» Task list
a: In the remarks on the two theorems, explain why the first solution of the WDGM conjecture for Hermitian matrices in [27] was not yet complete, and what later work changed that.
b: Carry on the remarks on the two theorems, starting right after their last sentence.

» Selection
▼▼▼

We close this introduction with some short remarks concerning these two theorems. Theorem 1.1 holds 
for a much larger class of matrix ensembles with independent entries and we will review some of them in 
Sections 8 and 10. Although Theorem 1.1 in its current form was proved in [26], the key ideas have been 
developed through several important steps in [27, 33, 36, 37, 38]. In particular, the Wigner-Dyson-Gaudin- 
Mehta (WDGM) conjecture for Hermitian matrices was first solved in [27] in a joint work with the current 
authors and Peche, Ramirez and Schlein. This result holds whenever the distributions of matrix elements are 
smooth. The smoothness requirement was partially removed in [67] and completely removed in a joint paper 
with Ramirez, Schlein, Tao and Vu [28]. The WDGM conjecture for symmetric matrices was resolved in [33].

▲▲▲

» Data section
▼▼▼

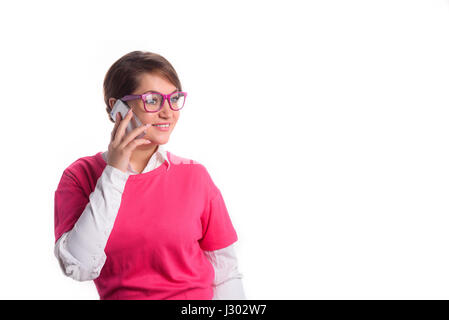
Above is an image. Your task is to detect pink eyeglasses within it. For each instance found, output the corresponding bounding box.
[120,90,187,112]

▲▲▲

» Responses per task
a: The result in [27] holds only when the distributions of the matrix elements are smooth. That smoothness requirement was partially removed in [67] and then completely removed in [28], a joint paper with Ramirez, Schlein, Tao and Vu.

b:
In this paper, a novel idea based on Dyson Brownian motion was discovered. The most difficult case, the 
real symmetric Bernoulli matrices, was solved in [37] where a "Fluctation Averaging Lemma" (Lemma 3.4 
of the current paper) exploiting cancellation of matrix elements of the Green function was first introduced. 
We will give a more detailed historical review in Section 11. 

The proof of Theorem 1.1 consists of the following three steps, discussed in Sections 3, 2 and 4, respectively. 
Our three-step strategy was first introduced in [27].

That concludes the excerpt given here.